### WHAT IS BEING ASKED
Take each line of the data that contains the string "provide" and copy it.

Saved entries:
=== Section Start ===

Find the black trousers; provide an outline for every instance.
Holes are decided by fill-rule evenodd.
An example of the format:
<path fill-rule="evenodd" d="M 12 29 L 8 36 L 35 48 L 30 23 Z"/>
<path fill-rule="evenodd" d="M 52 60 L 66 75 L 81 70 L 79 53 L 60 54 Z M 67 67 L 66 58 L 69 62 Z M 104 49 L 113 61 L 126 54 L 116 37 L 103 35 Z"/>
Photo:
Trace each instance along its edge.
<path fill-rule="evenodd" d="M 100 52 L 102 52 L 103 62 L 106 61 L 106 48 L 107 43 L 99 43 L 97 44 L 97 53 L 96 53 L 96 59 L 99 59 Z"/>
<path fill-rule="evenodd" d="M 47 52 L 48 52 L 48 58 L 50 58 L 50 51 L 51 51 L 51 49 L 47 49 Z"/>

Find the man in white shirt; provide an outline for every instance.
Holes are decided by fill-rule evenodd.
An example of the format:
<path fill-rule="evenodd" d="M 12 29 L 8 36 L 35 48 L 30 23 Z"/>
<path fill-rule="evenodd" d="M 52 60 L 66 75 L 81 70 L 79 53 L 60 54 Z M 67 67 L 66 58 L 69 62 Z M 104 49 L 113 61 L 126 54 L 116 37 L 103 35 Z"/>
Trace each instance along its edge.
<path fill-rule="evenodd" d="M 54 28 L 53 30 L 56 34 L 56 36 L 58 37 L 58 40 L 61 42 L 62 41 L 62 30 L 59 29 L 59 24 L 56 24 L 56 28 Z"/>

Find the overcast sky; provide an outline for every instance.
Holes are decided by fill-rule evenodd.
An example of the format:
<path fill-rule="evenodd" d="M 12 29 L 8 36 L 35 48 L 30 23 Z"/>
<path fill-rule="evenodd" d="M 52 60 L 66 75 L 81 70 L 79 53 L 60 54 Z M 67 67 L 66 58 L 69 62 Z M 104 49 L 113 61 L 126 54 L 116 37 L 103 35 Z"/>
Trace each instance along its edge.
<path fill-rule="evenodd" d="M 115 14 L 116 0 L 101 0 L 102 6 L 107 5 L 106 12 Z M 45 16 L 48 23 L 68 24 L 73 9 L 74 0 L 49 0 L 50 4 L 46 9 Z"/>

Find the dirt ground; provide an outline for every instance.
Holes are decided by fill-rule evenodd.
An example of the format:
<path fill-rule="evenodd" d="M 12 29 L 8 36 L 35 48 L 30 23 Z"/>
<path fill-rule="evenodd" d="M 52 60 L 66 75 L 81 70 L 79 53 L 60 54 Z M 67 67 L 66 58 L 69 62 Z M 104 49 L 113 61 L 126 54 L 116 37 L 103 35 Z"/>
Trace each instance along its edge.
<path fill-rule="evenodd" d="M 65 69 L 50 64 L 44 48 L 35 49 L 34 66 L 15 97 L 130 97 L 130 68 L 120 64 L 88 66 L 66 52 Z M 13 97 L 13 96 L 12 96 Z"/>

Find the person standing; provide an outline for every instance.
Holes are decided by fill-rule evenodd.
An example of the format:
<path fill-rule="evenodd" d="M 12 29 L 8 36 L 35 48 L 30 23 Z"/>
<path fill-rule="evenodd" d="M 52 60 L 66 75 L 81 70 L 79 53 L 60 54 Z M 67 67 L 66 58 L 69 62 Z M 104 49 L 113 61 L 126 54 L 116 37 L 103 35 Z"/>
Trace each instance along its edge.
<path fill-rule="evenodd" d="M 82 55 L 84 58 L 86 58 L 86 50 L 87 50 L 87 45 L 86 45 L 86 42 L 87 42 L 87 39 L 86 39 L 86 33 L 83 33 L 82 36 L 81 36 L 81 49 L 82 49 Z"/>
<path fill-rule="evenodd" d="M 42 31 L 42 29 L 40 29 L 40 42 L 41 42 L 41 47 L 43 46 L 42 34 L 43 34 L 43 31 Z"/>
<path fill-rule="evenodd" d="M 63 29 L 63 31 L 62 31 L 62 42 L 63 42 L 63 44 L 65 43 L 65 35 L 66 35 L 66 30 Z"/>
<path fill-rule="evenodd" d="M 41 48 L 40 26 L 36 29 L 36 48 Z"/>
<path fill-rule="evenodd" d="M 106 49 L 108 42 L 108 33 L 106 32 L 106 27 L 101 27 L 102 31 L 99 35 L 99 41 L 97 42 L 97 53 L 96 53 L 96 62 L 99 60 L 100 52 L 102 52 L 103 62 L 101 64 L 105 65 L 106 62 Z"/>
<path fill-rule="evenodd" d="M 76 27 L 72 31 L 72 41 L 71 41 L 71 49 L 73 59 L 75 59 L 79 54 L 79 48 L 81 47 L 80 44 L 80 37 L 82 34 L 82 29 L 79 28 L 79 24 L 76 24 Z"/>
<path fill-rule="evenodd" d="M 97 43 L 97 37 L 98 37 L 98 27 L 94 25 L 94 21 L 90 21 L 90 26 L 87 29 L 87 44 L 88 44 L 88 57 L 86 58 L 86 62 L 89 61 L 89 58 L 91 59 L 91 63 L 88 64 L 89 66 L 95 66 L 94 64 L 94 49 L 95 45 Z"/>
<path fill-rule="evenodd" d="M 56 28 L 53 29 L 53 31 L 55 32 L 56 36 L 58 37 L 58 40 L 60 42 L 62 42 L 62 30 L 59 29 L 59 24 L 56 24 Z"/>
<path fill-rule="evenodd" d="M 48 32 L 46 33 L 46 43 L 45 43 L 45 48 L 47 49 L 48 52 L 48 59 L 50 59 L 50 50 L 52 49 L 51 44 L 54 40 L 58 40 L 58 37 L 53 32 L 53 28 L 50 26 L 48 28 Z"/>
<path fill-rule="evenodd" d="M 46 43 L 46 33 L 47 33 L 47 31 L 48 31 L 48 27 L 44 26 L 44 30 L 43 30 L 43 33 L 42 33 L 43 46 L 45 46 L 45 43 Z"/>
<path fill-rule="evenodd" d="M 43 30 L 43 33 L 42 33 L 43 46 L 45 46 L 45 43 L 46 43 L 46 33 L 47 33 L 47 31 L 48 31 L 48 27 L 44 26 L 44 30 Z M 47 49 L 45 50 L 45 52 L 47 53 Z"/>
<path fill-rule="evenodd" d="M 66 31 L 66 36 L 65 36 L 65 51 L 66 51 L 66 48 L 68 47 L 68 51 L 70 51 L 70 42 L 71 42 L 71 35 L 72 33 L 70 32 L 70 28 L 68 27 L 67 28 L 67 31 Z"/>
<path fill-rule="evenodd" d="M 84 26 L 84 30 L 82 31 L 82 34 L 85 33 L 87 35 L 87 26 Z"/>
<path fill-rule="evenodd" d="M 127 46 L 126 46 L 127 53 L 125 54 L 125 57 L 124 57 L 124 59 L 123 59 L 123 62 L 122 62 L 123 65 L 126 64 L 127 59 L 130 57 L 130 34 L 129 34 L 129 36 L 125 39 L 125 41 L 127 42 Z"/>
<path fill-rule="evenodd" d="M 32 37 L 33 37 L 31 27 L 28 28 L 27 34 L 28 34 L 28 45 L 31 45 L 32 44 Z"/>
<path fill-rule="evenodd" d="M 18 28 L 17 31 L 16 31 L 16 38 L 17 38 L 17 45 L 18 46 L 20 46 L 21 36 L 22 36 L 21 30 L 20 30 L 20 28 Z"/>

=== Section End ===

### EXPECTED ANSWER
Find the black trousers; provide an outline for every instance.
Find the man in white shirt; provide an outline for every instance.
Find the overcast sky; provide an outline for every instance.
Find the dirt ground; provide an outline for every instance.
Find the person standing; provide an outline for every instance.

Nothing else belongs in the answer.